> [WHAT NEEDS TO BE DONE]:
Please pick out each line below that contains the string "instance" and copy those lines in full. Case counts.
### GIVEN ENTRIES
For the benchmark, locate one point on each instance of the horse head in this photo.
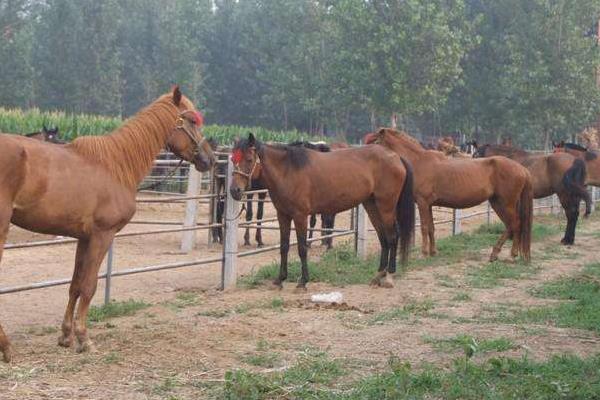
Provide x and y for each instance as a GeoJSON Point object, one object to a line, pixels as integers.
######
### GIVEN ENTRIES
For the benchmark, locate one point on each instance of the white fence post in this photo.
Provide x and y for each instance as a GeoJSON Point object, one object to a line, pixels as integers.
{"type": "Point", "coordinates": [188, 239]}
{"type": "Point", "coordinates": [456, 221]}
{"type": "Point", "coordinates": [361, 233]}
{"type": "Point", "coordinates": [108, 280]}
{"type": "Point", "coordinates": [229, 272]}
######
> [TASK ANSWER]:
For the benchmark, locate one point on each instance of the horse head in this photo.
Provide x and y for each instance as a GeoJSON Point object, one object to a line, pixels as integers.
For the benchmark, locate one point on each instance of the white fence post in this photo.
Provide x and y for each instance as a GeoJSON Point object, one object to a line, pixels as integers.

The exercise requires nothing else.